● **EXERCISE BRIEF**:
Restate each entry below word for word, without skipping any.

[SOURCE MATERIAL]

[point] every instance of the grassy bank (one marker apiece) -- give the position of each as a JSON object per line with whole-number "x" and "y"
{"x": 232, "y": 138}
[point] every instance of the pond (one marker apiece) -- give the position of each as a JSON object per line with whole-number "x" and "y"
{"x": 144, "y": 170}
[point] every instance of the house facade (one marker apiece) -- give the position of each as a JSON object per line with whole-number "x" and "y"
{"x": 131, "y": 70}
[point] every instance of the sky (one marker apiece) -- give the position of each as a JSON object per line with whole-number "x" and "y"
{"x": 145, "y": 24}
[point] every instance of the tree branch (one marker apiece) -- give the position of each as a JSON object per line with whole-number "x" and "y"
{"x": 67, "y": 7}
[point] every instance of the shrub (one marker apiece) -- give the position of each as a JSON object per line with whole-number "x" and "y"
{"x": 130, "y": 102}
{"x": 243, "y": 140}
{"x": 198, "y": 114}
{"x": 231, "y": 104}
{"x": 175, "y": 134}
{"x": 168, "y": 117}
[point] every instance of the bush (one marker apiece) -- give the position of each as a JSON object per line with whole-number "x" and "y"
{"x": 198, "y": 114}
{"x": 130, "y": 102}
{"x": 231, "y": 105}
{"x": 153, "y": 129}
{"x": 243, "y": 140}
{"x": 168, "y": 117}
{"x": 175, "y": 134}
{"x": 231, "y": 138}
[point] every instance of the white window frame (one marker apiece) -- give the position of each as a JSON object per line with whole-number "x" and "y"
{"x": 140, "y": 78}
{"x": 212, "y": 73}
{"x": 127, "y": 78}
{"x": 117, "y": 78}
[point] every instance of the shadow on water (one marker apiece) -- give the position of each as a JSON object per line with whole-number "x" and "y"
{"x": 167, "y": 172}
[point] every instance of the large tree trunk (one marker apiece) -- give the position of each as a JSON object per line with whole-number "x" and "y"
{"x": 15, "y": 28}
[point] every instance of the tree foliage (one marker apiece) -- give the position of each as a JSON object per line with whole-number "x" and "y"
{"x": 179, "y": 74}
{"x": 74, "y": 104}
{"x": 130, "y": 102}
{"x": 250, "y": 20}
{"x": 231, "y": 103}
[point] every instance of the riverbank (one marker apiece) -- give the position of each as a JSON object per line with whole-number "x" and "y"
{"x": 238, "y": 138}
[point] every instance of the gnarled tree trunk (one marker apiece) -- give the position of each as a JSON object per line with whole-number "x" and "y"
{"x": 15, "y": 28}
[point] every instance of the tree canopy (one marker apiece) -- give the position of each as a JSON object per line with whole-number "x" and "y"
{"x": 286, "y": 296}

[/SOURCE MATERIAL]

● **ANSWER SPACE**:
[point] every instance of the grassy bank (one marker apiece) -- give the position of each as a JSON object per line with whole-number "x" and "y"
{"x": 232, "y": 138}
[point] every instance of the pond (one marker apiece) -- give the position of each as a JSON object per line with whole-number "x" and "y"
{"x": 144, "y": 170}
[point] every instance of the house facade (one marker apiece) -- give the position of each as a JSON object per line with whole-number "x" and "y"
{"x": 131, "y": 70}
[point] every instance of the sky (one marker apiece) -- give the position of each as a JSON object per line with whole-number "x" and "y"
{"x": 145, "y": 24}
[point] every instance of the tree branch (one marker apiece) -- give the position of each as a JSON object per line with whole-number "x" and "y"
{"x": 67, "y": 7}
[point] every instance of the shrub (one marker apiece) -- give the position of each as a JSON object per line with whole-number "x" and "y"
{"x": 130, "y": 102}
{"x": 243, "y": 140}
{"x": 198, "y": 114}
{"x": 231, "y": 104}
{"x": 175, "y": 134}
{"x": 168, "y": 117}
[point] every instance of the bush (one marker apiece) -- give the position of each as a JSON object per line with whole-number "x" and "y"
{"x": 198, "y": 114}
{"x": 130, "y": 102}
{"x": 231, "y": 105}
{"x": 153, "y": 129}
{"x": 243, "y": 140}
{"x": 168, "y": 117}
{"x": 175, "y": 134}
{"x": 231, "y": 138}
[point] every instance of the white window frame (one marker apiece) -- give the position of each as a JSON object per line with whole-number "x" and "y"
{"x": 140, "y": 78}
{"x": 212, "y": 73}
{"x": 127, "y": 78}
{"x": 117, "y": 78}
[point] every instance of the shadow on water (one marker apiece) -- give the position of each as a JSON object per line with whole-number "x" and "y"
{"x": 167, "y": 172}
[point] every instance of the large tree trunk (one marker apiece) -- give the position of each as a JSON object per line with whole-number "x" and "y"
{"x": 15, "y": 28}
[point] every instance of the tree foliage (one marker apiece) -- give the position of each as a JSON object per line with whole-number "x" and "y"
{"x": 179, "y": 74}
{"x": 74, "y": 104}
{"x": 130, "y": 102}
{"x": 250, "y": 20}
{"x": 231, "y": 103}
[point] every instance of the riverbank (one marker apiece) -- give the position of each as a JSON object per line with whole-number "x" and "y"
{"x": 238, "y": 138}
[point] every instance of the gnarled tree trunk (one marker apiece) -- give the position of each as a JSON object per line with whole-number "x" and "y"
{"x": 15, "y": 28}
[point] every instance of the tree canopy (one marker apiece) -- give the position of each as a JSON object per line with whole-number "x" and "y"
{"x": 286, "y": 296}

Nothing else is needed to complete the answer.